» Text block:

Arches and Aisles at Target.

— Wayne @ 12:41 am (single song, mp3, spinanes, stuck in the 90s)

October 9, 2006

(Dis)Illusion City

Chris Dye “End Of My Rainbow”

What strikes me here is the palpable sense of disappointment, from someone who’d caught a heavy dose of it. Angeleno Chris Dye’s1 alt-rock band, Dashboard Prophets2, recorded one album in the mid 90s, only to have their label fall apart shortly after its release. Seems that no one involved fully recovered, and this cut from his 1997 home-recorded solo album, 11 Strings 4 Tracks and the Truth, lays out the bile and the resignation in jangly acoustics and cigarrette-stained throat, in jaded puns, exploded clichés and dessicated aphorisms. It’s sort of “Welcome To The Jungle” via Sebadoh.

I’m not going to fuck around. I relate pretty heavily to this song. You don’t need to know about the ideas never brought to fruition, the people I’ve let down–you can just look at the gaps between posts on this site. I worry sometimes I’ve gone around the bend, age-wise, even creatively, and pissed away one too many years. Sometimes you blame it on the L.A. air, the lotus-eating atmosphere. It might not be exactly what Dye put into the song, but it’s what I get out of it.

And to hear someone take his bad fortune and make something beautiful out of it, well, it’s pretty comforting. Inspiring even.

11 Strings 4 Tracks and the Truth at Big Rig Records.


1 Not the guy from Chin Up Chin Up, I’m almost completely sure.
2 No relation to Chris Carrabba, but really, these dudes oughtta sue or something.a

a Or maybe Meatloaf should. I dunno.


October 6, 2006

My Name Is ______, But They Call Me ________

The Hold Steady “Southtown Girls”
Lifter Puller “4 Dix”

» Activity:
Carry the music blog text forward past its last line, writing the next part of the post. The listing that comes after this music blog text isn't needed.

» Listed entries:
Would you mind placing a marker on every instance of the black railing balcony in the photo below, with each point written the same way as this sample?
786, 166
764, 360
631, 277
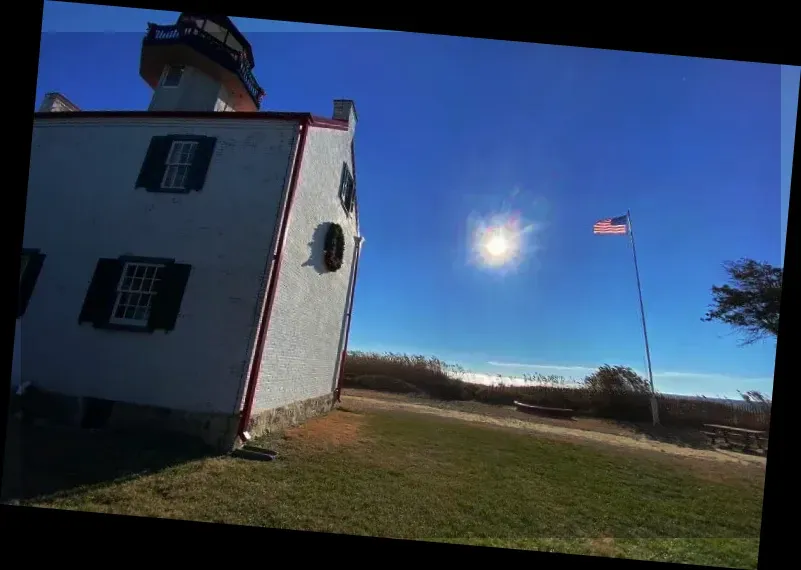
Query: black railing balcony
219, 52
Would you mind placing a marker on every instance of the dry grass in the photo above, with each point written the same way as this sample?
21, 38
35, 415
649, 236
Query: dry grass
418, 476
434, 378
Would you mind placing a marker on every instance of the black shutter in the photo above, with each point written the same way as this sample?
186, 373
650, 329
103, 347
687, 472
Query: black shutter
102, 293
153, 167
28, 280
169, 294
200, 163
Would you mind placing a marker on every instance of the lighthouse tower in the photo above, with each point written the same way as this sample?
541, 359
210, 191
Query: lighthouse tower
200, 63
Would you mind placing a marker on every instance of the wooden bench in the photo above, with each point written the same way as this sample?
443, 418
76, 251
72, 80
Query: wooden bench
545, 411
732, 436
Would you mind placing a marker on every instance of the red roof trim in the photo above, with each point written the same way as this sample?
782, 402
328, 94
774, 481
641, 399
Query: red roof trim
314, 121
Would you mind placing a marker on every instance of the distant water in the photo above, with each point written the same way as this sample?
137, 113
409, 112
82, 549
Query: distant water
490, 380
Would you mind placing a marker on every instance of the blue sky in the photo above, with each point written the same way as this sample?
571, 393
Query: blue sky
456, 134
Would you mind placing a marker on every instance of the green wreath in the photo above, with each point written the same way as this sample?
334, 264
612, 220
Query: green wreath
334, 249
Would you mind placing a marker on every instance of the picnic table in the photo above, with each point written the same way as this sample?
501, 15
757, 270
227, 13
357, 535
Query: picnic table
726, 433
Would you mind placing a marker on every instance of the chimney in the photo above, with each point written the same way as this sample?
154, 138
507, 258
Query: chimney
57, 103
345, 110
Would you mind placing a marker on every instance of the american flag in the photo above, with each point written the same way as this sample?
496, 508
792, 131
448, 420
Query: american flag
617, 225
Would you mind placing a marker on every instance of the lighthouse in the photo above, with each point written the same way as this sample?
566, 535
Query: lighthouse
200, 63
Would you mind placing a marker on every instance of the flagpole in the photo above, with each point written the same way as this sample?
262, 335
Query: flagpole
654, 408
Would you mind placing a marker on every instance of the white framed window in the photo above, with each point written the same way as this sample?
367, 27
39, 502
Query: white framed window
171, 77
179, 161
135, 291
347, 189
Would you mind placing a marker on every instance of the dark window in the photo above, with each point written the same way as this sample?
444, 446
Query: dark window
172, 75
31, 263
347, 189
135, 293
176, 163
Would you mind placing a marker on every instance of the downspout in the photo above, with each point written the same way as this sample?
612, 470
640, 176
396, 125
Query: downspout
272, 287
356, 255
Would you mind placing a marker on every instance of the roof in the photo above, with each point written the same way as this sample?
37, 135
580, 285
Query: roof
313, 120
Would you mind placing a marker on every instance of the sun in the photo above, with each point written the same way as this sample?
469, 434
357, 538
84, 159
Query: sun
497, 246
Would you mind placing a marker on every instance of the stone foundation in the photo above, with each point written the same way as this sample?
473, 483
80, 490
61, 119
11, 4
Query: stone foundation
278, 419
216, 430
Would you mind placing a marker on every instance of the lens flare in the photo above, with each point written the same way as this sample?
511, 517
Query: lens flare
498, 241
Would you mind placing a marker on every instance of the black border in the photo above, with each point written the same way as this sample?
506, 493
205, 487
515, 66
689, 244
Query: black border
688, 34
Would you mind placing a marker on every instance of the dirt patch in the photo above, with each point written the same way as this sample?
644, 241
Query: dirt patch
621, 439
335, 429
603, 547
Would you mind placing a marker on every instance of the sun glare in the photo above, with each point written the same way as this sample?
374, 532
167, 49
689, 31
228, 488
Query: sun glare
497, 246
499, 243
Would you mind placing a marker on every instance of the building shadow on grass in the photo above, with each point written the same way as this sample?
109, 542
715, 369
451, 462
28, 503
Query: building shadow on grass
54, 459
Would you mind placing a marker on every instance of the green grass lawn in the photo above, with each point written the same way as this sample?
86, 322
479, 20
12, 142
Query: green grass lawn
406, 475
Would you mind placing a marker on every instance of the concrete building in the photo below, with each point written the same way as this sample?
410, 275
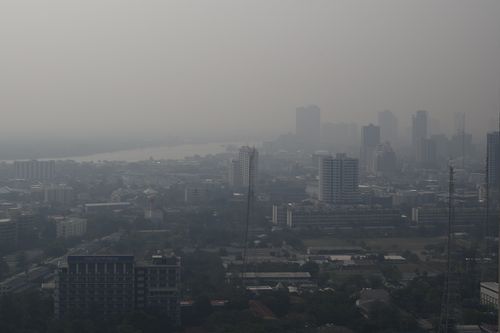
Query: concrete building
426, 154
330, 217
388, 123
8, 233
273, 278
117, 285
489, 294
35, 170
58, 194
157, 286
105, 207
369, 142
385, 160
234, 174
338, 179
249, 163
308, 127
419, 129
244, 170
465, 217
70, 227
493, 151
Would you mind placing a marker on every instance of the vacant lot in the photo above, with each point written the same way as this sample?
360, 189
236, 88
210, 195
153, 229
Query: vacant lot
398, 244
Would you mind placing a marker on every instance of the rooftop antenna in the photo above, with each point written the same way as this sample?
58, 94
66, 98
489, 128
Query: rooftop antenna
449, 313
250, 194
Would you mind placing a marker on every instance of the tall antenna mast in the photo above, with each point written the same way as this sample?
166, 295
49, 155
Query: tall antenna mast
250, 193
463, 141
447, 319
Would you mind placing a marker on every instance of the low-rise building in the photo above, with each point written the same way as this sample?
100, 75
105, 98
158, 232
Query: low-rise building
327, 217
273, 278
8, 233
105, 207
117, 285
71, 227
489, 293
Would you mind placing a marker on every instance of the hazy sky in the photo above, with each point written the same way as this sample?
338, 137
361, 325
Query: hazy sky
226, 66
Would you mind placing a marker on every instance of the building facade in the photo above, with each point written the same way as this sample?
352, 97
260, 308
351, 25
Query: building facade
338, 179
388, 124
35, 170
71, 227
493, 151
118, 285
369, 142
308, 126
419, 129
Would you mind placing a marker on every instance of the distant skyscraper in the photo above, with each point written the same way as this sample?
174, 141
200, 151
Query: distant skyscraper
388, 124
493, 151
369, 142
426, 156
308, 126
235, 173
244, 170
249, 163
419, 130
35, 170
338, 179
385, 159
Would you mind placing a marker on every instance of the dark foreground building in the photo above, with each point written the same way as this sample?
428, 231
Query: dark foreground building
116, 285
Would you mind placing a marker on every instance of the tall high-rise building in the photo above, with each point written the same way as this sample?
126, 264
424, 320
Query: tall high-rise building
385, 159
493, 151
243, 170
388, 123
249, 163
338, 179
308, 126
426, 154
369, 142
419, 130
35, 170
234, 173
118, 285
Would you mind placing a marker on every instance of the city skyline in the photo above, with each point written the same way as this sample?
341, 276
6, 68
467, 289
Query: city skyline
181, 68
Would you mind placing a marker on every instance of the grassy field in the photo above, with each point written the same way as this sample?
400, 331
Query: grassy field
397, 244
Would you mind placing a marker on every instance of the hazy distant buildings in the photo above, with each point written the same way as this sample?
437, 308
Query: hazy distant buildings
419, 129
493, 151
70, 227
234, 175
388, 124
385, 160
426, 154
340, 137
338, 179
60, 194
243, 171
308, 126
369, 142
300, 216
35, 170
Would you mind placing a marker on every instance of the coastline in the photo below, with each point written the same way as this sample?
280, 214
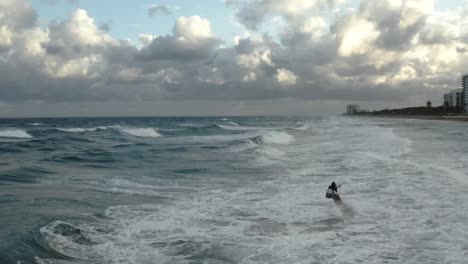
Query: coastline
458, 118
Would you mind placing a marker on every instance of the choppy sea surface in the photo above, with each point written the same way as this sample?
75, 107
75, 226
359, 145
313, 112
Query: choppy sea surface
233, 190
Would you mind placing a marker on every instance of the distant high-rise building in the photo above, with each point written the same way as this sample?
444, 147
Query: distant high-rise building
454, 98
465, 92
352, 109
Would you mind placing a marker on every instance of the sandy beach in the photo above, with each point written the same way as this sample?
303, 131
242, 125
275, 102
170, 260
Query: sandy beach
459, 118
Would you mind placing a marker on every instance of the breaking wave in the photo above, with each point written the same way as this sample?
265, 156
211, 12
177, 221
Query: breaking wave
80, 129
274, 137
141, 132
14, 133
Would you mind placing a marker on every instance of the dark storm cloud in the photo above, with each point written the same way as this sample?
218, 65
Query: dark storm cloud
380, 52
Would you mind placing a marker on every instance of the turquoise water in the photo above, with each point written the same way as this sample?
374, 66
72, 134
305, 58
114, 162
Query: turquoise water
232, 190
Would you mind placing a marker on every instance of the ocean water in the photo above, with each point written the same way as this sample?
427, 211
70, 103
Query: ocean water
233, 190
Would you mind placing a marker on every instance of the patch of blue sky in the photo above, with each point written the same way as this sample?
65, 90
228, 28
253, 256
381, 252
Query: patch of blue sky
128, 19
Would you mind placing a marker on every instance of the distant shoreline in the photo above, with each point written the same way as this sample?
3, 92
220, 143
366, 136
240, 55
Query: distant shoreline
459, 118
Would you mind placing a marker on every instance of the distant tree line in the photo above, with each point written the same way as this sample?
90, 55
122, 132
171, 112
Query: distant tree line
427, 110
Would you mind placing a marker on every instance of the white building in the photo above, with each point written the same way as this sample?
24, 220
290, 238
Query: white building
454, 98
465, 92
352, 109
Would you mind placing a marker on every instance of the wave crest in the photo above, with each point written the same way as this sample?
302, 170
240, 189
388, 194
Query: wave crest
141, 132
14, 133
274, 137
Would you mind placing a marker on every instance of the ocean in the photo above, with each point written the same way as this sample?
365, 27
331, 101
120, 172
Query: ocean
218, 190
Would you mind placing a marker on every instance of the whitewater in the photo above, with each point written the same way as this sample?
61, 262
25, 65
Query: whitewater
233, 190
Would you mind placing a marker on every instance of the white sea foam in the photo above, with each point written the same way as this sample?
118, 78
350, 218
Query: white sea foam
35, 124
192, 125
81, 129
246, 128
14, 133
302, 127
276, 137
141, 132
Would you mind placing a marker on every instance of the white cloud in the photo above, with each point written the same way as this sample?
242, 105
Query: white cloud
192, 28
286, 77
383, 50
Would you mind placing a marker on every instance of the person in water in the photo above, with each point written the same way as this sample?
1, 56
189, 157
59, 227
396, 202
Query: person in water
333, 187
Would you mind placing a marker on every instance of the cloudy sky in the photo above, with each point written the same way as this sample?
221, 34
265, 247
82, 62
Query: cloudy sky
227, 57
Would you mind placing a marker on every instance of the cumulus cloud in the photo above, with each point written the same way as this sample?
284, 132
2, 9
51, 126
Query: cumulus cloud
159, 9
380, 51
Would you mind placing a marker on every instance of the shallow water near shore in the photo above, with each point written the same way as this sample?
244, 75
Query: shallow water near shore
233, 190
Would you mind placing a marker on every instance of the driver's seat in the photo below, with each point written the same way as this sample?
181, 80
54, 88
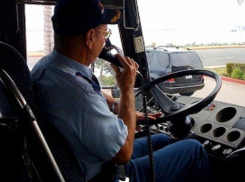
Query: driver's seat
16, 83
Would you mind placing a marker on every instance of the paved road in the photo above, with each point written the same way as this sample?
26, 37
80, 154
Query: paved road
230, 92
219, 57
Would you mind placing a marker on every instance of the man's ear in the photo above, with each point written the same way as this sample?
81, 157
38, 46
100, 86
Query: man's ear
89, 38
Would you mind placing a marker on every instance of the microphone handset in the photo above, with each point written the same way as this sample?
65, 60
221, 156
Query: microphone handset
106, 55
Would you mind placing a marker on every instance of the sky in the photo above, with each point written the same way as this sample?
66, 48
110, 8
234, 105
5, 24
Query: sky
168, 22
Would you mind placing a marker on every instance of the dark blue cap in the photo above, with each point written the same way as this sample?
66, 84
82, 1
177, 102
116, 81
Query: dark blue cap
74, 17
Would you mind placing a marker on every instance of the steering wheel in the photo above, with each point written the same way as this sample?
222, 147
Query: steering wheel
174, 111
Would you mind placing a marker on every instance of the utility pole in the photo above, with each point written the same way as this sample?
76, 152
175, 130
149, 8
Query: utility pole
48, 31
240, 2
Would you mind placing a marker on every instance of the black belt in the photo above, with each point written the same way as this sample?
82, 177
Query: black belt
109, 173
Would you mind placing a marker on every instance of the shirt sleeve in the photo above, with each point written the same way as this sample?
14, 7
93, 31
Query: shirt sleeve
101, 132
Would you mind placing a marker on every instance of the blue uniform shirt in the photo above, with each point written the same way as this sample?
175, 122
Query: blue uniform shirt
79, 112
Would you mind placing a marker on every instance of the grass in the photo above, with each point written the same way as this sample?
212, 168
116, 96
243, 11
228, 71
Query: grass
220, 71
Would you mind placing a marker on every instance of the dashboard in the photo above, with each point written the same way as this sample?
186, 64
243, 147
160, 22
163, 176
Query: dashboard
220, 127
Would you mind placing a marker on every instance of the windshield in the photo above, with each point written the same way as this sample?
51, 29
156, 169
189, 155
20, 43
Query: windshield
186, 59
214, 29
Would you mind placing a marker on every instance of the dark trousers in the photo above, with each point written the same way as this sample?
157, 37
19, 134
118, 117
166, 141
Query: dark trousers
181, 161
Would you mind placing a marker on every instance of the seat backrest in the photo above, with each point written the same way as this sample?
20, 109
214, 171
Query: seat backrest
15, 66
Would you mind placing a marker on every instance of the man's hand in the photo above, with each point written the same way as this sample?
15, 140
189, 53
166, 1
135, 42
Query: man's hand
141, 116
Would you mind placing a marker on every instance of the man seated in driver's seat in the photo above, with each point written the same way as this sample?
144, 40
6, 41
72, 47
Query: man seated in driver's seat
68, 95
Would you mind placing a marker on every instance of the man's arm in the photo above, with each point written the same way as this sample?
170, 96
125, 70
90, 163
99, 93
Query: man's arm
126, 81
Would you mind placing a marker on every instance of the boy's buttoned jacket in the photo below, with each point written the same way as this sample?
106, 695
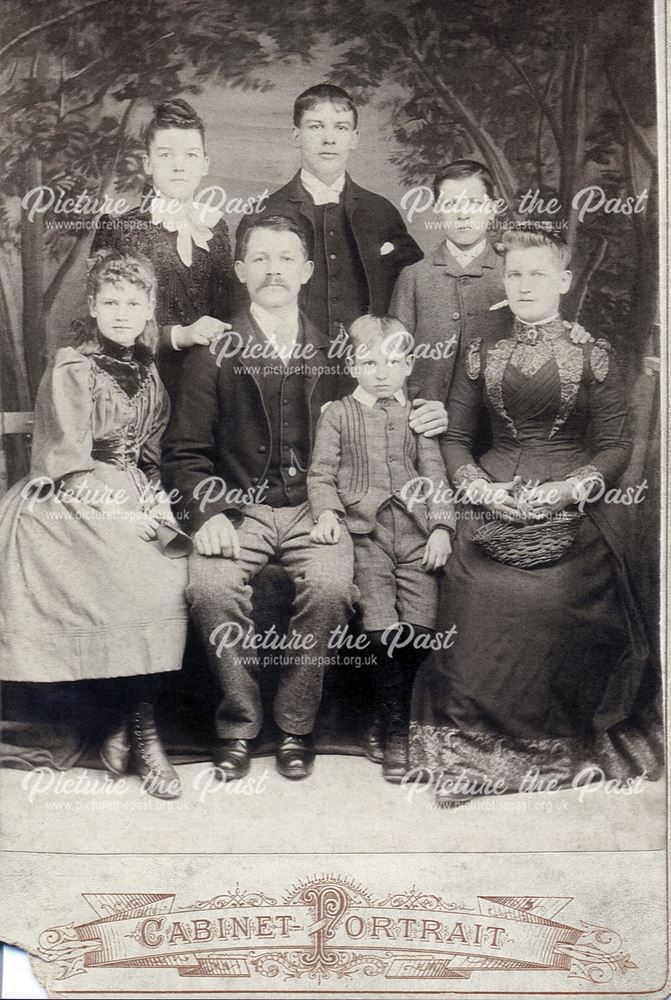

» Task output:
The new Hold Steady record has been a matter of contention in the indie kid blogiverse. There’s the “best eva” contigent. There’s the “disappointment of the year” crew. And then there’s a large posse of “wtf is up with this dude’s voice”/”wtf is up with this cock rock”/”these guys are old and their lyrics suX0r” people.

I’m a fan, and on first few listens Boys and Girls in America doesn’t hit me as hard as Separation Sunday, a concept record about the ravages of drugs and redemption in faith. Mostly because it doesn’t feel as narartive or cohesive, maybe partly because I’m a lapsed Catholic. But the new album seems at least the equal of their debut, Almost Killed Me.

The band tries a handful of new things, or at least things that singer Craig Finn hasn’t tried since the days of Lifter Puller, the previous group featuring him and guitarist Tad Kubler. Some of them work. The countryish harmony vox on “Southtown Girls,” for instance, really befits the hugeness of the song.

Other ideas fall flat. I mean, having Dave Pirner sing anything, even a little, on yr record is simply strange. (OK, there’s the Minnie connection, and at least a small chance that it’s some sort of tip-of-the-hat/flip-of-the-bird to Gerard Cosloy for semi-famoulsy describing the Hold Steady as “Soul Asylum fronted by Charles Nelson Reilly” or whateva.) (But still.)

Overall, though, I don’t think that much has changed. For better and worse.

Most of the indictments of B+GiA reiterate the complaints that stuck to Lifter Puller–mainly Finn’s nasal squawk of a voice and too-writerly, drugsploitation lyrics. I mean, here’s a guy who’ll write a song about the Horsemen of the Apocalypse attending a pill party. His delivery and concerns have been relatively constant in the past decade or so. It’s just Craig being Craig, to coin a phrase.

What did change between bands was the musical context. Lifter Puller’s instrumental axis churned out, at worst, generic, sorta sexless indie rock in the atmospheric/angular distorto mode. The Hold Steady traded that in for classic licks, heavy riffs and Southern rock wheedle, daring the ironic/sincere divide with music largely designed to approximate, yes, the thrust of a cock. So yr enjoyment will depend upon yr appetite (or stomach) for such an endeavor.

I like AC/DC. I love the Hold Steady, at least as much as I loved Lifter Puller. To me, sounding concretely like AC/DC feels like an upgrade from sounding vaguely like the Archers of Loaf.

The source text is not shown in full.